◆ CONJUNTO DE TAREFAS
[a] Segundo o trecho sobre a carta aos Gálatas, o que os judaizantes pregavam aos cristãos provindos do paganismo?
[b] Passe para o inglês esta frase do trecho sobre a carta aos Gálatas: “Ele escreve num tom de muita firmeza, gravidade e convicção.”
====== TRECHO PARA LEITURA
3. II leitura (Gl 1,1-2.6-10): Não há dois Evangelhos
Paulo, após seu encontro com Jesus ressuscitado, entregou-se por inteiro à missão de evangelizar os povos. Entre os diversos problemas pelos quais ele passou, está o conflito com os chamados “judaizantes”, que pregavam a necessidade da circuncisão e do cumprimento de outras leis judaicas aos cristãos provindos do paganismo. Muitos se deixavam influenciar por esses judaizantes. A autoridade de Paulo, como apóstolo e fundador daquelas comunidades cristãs, estava sendo desprestigiada. Ao ser informado dessas coisas, Paulo fica muito indignado. A indignação é manifestada até mesmo no modo como escreve a carta: não começa com a costumeira ação de graças nem termina com a bênção. Ele escreve num tom de muita firmeza, gravidade e convicção. Já de início esclarece que seu apostolado não é por uma decisão humana, mas “por Jesus Cristo e por Deus Pai que o ressuscitou dos mortos”. Portanto, a carta aos Gálatas se reveste de uma profunda seriedade. Caracteriza-se como forte advertência com a intenção de fazer que aquelas comunidades cristãs retomem o caminho do único Evangelho.
============
====== REGISTROS DO MATERIAL
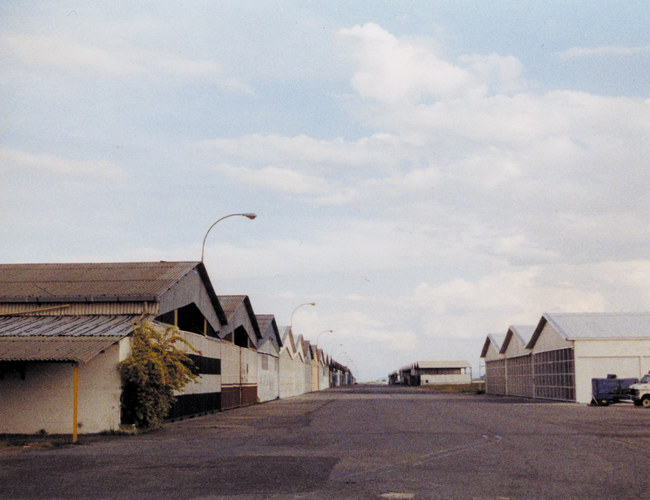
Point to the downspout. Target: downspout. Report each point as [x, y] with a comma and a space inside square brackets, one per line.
[75, 399]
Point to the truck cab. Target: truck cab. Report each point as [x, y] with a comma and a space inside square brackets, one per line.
[640, 391]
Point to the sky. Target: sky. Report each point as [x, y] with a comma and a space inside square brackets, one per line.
[425, 172]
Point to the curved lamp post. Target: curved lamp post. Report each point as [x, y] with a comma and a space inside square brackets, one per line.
[248, 216]
[298, 307]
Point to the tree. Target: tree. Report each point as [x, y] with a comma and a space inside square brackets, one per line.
[153, 372]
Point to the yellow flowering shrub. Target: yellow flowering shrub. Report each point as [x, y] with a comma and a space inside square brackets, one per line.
[155, 369]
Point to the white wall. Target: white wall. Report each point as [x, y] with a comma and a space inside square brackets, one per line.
[288, 375]
[452, 378]
[44, 400]
[598, 358]
[209, 347]
[267, 377]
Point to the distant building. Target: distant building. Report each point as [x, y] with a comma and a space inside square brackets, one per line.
[433, 373]
[557, 358]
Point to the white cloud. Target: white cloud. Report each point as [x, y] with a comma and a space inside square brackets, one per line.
[276, 179]
[377, 151]
[79, 58]
[395, 71]
[22, 161]
[604, 50]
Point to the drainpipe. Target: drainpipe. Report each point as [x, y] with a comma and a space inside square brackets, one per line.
[75, 399]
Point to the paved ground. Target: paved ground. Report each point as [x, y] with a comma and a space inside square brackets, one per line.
[361, 442]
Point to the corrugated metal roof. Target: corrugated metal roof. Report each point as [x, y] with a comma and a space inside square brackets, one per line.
[77, 349]
[230, 303]
[601, 326]
[92, 282]
[523, 334]
[496, 339]
[442, 364]
[66, 326]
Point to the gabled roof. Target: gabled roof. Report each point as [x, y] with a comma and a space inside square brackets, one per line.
[288, 343]
[231, 303]
[97, 283]
[442, 364]
[92, 282]
[495, 339]
[269, 329]
[521, 333]
[592, 326]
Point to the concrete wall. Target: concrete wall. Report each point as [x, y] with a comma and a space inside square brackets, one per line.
[238, 375]
[268, 377]
[44, 400]
[288, 375]
[598, 358]
[209, 347]
[451, 378]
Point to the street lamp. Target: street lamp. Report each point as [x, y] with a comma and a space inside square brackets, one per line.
============
◆ RESPOSTAS POR TAREFA
[a] Pregavam a necessidade da circuncisão e do cumprimento de outras leis judaicas.

[b] He writes in a tone of great firmness, gravity, and conviction.